>> Start Data section

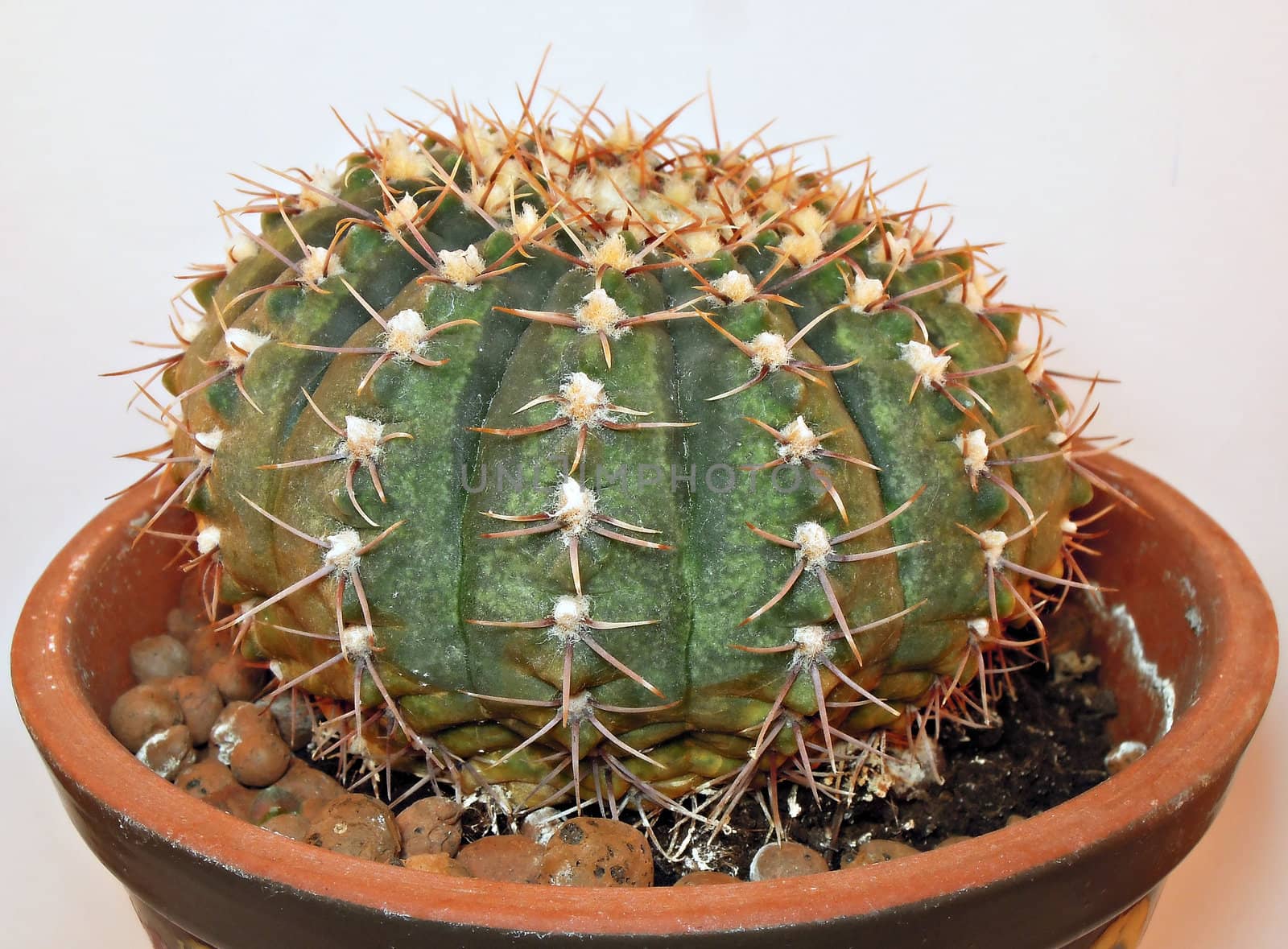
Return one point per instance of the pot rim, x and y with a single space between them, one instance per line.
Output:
1234 689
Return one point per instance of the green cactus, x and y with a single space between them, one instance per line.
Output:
580 461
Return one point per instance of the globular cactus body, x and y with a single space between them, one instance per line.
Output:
584 460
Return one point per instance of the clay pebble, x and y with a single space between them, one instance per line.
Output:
200 703
167 753
142 712
877 852
598 852
431 826
437 863
786 859
357 826
510 858
706 878
159 657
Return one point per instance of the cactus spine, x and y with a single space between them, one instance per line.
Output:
580 461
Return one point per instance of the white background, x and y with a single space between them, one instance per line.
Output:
1133 156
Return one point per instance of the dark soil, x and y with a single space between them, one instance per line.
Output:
1049 743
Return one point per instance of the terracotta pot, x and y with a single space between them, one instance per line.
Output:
1081 875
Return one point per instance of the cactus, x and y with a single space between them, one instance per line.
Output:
581 463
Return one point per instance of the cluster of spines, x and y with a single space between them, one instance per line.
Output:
628 208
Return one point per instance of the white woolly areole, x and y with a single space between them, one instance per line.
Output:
461 266
895 250
406 334
815 543
575 506
863 292
770 350
401 159
969 294
803 249
210 440
601 313
584 399
322 179
526 223
317 266
238 249
702 245
609 191
343 550
208 538
357 642
811 221
811 644
402 215
992 543
923 360
242 345
187 328
799 442
974 448
612 254
362 437
568 616
734 286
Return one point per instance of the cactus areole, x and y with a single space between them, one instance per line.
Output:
585 460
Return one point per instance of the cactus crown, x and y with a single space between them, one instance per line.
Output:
592 460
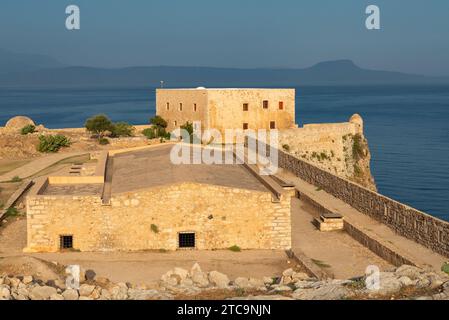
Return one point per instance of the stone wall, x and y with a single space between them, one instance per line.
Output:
221 217
406 221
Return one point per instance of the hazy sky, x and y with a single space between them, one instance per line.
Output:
232 33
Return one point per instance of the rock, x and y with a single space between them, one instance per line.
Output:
89 275
119 292
299 276
326 292
70 294
56 297
412 272
281 288
27 279
186 282
182 273
267 280
105 295
200 279
85 290
288 273
219 279
256 283
42 292
5 293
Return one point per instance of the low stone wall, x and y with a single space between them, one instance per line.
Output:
151 219
416 225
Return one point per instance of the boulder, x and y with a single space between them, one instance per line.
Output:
86 290
42 292
219 279
70 294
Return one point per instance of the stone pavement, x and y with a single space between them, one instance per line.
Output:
38 165
418 254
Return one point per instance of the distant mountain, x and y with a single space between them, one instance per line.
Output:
340 72
22 62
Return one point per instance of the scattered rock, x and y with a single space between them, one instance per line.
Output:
42 292
219 279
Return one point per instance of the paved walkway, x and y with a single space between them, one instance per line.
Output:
38 165
417 253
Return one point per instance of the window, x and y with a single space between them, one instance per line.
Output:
66 242
186 240
265 104
281 105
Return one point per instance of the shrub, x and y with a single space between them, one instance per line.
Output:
52 143
154 228
158 121
122 129
103 141
28 129
99 124
16 179
358 149
235 248
150 133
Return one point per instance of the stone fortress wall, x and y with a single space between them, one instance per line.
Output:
416 225
214 213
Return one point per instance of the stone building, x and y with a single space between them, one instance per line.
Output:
227 108
139 200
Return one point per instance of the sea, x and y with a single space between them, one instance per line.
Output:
407 127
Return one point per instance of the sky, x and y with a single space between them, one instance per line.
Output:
414 34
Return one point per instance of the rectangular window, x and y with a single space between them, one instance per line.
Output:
186 240
265 104
66 242
281 105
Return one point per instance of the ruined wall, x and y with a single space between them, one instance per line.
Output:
406 221
330 146
221 217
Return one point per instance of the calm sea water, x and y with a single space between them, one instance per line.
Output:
407 127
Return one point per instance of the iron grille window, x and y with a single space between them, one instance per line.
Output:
66 242
187 240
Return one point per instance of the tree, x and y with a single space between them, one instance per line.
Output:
159 122
98 125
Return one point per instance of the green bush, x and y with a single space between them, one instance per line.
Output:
158 121
28 129
358 149
103 141
52 143
150 133
99 124
122 129
16 179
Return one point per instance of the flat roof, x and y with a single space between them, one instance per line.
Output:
152 167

>> End Data section

- **Task objective**: Please rewrite the rows from the line containing "Return one point per instance of the flat" through the last row, both included, keeping the request text unchanged and offsetting every x and y coordinate in the answers by -23.

- **Result for this task**:
Return one point per instance of the flat roof, x and y with a single space between them, one instance per line.
Output:
129 144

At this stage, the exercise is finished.